---- DATASET EXTRACT

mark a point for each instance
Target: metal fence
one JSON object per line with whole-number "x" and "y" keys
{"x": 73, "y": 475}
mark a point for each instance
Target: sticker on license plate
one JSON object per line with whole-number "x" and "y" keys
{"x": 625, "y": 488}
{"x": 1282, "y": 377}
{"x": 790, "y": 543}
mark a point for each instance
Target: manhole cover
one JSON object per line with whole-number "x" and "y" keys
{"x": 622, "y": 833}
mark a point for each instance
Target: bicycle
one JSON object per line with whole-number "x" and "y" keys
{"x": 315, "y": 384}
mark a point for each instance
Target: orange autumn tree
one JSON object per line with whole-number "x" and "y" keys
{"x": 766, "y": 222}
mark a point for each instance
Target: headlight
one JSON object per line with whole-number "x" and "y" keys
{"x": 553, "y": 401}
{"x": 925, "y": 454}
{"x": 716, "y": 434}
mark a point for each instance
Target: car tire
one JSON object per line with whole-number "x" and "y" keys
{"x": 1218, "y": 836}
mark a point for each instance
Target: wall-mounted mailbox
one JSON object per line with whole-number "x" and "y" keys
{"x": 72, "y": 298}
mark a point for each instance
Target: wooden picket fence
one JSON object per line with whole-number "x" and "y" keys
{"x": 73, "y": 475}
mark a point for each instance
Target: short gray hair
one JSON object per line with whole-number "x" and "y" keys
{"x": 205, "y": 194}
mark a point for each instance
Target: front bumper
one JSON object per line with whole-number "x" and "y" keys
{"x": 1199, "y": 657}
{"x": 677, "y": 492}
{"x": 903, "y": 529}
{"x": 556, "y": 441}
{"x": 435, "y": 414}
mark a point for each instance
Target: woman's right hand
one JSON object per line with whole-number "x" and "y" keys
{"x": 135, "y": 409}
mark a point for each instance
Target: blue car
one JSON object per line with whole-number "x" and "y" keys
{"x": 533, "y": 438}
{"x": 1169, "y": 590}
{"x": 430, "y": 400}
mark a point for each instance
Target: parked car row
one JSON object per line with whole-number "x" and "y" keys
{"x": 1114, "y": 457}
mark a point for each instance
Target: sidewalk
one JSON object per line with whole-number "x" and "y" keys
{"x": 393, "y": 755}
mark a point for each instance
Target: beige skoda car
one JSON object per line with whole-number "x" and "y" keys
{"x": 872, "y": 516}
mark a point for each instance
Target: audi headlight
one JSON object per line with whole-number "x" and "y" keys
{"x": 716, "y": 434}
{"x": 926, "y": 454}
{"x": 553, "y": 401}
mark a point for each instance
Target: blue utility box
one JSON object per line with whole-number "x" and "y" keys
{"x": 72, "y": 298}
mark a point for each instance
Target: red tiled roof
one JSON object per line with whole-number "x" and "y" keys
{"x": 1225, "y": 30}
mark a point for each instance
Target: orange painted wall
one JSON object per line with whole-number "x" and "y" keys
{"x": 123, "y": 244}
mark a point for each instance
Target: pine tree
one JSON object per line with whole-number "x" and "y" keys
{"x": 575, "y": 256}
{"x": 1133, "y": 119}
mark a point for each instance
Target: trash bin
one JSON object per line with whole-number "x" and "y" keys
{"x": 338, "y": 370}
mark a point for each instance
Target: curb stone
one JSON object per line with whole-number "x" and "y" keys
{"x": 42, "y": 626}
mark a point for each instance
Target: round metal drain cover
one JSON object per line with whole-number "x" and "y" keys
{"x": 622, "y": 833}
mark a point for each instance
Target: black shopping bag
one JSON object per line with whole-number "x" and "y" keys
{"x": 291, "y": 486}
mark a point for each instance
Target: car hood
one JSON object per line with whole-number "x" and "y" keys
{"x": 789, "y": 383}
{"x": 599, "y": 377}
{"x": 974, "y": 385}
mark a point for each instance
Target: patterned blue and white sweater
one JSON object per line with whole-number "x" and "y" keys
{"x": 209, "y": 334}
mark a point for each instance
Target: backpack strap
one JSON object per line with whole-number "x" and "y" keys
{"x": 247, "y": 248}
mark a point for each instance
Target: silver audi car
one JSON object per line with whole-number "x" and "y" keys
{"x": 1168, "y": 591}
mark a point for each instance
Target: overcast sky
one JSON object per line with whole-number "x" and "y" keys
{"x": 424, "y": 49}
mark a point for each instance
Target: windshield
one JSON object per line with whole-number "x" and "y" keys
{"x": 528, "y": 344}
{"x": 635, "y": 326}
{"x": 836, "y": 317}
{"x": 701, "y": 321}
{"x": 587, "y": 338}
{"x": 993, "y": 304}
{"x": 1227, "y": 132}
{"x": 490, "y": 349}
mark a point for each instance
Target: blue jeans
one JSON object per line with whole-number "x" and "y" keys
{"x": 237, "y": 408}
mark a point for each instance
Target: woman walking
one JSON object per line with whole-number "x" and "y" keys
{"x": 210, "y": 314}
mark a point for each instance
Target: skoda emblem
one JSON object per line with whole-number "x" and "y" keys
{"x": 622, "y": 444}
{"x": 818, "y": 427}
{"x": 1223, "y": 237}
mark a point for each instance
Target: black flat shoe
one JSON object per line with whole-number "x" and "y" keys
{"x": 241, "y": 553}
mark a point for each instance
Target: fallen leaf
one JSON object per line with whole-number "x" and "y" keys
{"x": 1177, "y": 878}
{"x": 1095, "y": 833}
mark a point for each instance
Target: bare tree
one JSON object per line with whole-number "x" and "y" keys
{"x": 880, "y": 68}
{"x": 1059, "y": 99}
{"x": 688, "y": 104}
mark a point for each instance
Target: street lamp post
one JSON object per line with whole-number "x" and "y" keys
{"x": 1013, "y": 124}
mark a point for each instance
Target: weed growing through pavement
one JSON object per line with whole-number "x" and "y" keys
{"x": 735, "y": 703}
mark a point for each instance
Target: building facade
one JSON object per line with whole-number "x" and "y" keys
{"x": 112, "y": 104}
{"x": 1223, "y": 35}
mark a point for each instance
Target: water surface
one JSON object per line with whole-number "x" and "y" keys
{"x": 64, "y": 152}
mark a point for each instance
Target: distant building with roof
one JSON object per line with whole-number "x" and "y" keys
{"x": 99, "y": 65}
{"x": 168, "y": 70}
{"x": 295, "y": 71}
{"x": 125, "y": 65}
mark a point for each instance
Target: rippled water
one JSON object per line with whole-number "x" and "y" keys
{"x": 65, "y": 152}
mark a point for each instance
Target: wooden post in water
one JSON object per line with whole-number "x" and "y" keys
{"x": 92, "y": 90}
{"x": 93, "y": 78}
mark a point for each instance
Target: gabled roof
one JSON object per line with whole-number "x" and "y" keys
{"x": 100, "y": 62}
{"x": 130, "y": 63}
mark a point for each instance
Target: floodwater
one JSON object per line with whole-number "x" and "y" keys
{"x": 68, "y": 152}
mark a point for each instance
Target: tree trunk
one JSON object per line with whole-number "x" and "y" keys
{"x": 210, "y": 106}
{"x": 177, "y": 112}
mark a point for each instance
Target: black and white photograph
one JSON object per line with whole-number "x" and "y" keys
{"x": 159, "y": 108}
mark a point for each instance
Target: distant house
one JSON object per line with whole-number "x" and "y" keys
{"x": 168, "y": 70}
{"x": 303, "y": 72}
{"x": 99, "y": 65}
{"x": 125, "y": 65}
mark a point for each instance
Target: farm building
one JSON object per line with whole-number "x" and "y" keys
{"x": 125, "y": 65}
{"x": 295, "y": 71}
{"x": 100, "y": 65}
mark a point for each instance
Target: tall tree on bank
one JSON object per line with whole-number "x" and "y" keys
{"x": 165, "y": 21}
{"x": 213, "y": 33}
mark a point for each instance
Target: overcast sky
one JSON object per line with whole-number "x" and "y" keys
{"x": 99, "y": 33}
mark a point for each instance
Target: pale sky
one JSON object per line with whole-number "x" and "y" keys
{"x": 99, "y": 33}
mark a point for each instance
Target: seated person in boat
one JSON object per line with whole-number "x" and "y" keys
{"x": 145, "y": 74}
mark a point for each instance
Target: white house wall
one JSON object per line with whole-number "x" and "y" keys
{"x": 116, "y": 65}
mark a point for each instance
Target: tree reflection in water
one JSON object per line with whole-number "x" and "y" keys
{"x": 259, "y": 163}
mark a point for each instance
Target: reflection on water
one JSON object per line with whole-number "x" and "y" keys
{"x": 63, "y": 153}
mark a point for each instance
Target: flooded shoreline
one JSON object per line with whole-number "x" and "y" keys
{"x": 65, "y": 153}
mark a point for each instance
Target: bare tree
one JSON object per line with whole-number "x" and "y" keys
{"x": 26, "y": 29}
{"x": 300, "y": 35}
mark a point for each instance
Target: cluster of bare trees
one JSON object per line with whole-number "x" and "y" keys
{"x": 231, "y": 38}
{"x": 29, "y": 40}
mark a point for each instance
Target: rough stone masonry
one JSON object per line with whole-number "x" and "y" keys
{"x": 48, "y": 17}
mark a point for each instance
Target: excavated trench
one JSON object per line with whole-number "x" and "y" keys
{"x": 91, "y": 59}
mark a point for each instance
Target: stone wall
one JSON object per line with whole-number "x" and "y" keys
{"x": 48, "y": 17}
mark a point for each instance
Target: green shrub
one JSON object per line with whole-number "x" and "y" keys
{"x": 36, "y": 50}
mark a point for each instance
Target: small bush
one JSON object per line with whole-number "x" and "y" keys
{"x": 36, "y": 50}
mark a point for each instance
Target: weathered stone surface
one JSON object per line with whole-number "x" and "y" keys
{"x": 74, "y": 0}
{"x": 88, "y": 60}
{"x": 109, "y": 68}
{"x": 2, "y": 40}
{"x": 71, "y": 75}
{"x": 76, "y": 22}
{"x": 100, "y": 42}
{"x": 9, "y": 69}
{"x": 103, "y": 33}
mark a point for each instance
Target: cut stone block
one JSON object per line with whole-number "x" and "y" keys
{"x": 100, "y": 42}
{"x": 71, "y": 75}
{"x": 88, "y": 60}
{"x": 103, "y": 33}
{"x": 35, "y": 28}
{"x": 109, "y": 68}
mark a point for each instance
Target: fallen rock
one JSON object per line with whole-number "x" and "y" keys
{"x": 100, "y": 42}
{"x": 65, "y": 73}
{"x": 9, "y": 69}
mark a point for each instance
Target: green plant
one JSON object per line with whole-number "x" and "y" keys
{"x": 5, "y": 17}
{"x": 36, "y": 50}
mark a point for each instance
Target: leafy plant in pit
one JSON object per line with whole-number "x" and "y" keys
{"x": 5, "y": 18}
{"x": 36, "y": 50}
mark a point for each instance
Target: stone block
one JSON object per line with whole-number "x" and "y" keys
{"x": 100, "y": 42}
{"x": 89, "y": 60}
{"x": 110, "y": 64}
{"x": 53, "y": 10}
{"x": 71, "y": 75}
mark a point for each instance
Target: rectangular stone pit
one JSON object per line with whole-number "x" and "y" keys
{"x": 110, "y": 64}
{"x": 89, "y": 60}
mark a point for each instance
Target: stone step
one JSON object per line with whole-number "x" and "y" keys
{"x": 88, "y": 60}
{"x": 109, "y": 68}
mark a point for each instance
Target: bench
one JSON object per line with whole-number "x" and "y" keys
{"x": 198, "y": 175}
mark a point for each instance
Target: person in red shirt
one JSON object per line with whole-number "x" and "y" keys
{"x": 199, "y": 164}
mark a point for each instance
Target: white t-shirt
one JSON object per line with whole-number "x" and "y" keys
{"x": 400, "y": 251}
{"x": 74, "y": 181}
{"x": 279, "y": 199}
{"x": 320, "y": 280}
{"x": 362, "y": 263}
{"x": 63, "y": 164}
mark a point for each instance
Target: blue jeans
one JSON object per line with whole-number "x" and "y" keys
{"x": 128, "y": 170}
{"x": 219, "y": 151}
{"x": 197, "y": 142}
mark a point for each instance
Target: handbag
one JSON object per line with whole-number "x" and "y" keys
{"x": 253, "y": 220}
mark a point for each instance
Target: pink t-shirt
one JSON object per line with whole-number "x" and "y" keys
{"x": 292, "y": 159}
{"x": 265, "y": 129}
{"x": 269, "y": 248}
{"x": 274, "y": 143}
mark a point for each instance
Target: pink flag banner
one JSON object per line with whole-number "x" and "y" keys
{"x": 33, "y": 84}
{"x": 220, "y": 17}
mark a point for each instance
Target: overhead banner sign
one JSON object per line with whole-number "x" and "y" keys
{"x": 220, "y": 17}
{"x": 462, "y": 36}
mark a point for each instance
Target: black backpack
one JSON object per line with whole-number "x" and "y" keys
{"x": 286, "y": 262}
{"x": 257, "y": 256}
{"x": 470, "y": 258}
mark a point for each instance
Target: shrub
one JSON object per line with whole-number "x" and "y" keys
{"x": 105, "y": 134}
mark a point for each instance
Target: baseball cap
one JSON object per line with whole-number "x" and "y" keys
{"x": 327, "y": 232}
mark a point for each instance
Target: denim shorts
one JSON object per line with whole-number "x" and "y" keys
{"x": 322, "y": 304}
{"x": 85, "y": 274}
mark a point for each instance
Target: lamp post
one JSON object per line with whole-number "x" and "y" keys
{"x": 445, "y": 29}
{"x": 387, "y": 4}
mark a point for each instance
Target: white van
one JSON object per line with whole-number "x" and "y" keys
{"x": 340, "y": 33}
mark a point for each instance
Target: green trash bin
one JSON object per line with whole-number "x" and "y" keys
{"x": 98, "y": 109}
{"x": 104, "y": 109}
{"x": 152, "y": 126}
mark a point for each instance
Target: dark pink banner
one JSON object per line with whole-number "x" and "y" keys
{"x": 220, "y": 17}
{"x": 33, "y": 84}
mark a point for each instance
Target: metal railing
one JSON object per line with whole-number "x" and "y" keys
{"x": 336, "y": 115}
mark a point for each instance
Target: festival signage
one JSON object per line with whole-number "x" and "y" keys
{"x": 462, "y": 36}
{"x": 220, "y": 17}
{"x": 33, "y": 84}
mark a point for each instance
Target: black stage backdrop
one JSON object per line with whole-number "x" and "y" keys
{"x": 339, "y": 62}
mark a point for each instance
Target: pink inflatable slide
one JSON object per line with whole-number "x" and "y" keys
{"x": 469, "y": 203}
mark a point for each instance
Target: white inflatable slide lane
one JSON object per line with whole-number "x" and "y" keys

--------

REQUIREMENT: The line with "Target: sticker on license plate" marks the end; reproduce exactly every line from the start of the entries up to it, that line included.

WRITTEN SOLUTION:
mark a point for each instance
Target: metal fence
one JSON object per line with whole-number "x" and "y" keys
{"x": 73, "y": 475}
mark a point for each instance
Target: sticker on license plate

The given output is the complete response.